= WHAT THE TASK ASKS =
Convert the records below into a JSON list of strings, one string per line, leaving out any blank lines.

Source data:
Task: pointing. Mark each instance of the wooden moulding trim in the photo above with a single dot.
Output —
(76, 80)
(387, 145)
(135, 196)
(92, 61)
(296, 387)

= WRITTEN RESPONSE =
[
  "Task: pointing. Mark each instance of the wooden moulding trim in the photo above with a single dot.",
  "Output —",
  "(76, 80)",
  "(387, 145)",
  "(135, 196)",
  "(92, 61)",
  "(296, 387)"
]